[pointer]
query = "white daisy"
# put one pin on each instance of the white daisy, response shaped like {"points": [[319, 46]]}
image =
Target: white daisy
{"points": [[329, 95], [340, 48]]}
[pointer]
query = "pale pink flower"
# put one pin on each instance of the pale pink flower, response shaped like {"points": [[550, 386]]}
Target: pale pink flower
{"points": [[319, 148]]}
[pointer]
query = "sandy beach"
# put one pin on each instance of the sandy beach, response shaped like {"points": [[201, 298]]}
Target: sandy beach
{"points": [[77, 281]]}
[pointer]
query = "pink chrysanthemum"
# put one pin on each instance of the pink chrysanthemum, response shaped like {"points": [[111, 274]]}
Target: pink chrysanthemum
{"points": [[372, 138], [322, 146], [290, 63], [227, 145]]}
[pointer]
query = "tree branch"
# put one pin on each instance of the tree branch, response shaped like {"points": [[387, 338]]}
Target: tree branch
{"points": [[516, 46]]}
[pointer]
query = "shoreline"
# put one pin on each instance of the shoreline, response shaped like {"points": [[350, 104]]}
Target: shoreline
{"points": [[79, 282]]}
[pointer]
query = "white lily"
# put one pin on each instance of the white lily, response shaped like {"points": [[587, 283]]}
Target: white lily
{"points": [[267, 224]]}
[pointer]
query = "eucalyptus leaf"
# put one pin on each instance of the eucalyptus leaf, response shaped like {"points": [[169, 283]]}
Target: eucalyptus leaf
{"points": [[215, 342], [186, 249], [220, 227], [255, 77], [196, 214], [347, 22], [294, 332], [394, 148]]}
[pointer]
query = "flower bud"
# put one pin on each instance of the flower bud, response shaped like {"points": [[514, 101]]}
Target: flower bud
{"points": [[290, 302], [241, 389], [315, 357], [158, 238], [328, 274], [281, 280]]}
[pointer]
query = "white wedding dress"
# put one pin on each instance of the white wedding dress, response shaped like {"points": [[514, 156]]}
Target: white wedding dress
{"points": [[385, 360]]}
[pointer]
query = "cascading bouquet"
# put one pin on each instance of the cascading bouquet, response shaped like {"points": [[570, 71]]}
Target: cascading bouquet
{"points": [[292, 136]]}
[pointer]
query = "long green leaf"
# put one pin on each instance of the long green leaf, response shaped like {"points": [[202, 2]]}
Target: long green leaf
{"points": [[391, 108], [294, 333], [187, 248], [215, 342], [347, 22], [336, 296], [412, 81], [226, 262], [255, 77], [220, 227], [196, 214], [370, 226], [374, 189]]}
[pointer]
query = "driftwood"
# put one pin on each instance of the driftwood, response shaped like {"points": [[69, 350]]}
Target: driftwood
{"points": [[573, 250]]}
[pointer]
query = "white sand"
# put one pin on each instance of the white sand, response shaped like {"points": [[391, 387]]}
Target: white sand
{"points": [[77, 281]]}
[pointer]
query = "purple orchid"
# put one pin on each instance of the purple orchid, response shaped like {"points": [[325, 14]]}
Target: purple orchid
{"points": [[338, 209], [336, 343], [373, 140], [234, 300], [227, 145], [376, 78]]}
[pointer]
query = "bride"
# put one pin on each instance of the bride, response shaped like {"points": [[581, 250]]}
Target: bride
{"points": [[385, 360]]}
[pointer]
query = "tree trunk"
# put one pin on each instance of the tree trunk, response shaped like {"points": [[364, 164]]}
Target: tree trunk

- **Work instructions**
Give only the number of lines above that contain the string "wedding", treating case as significant.

- **In response**
3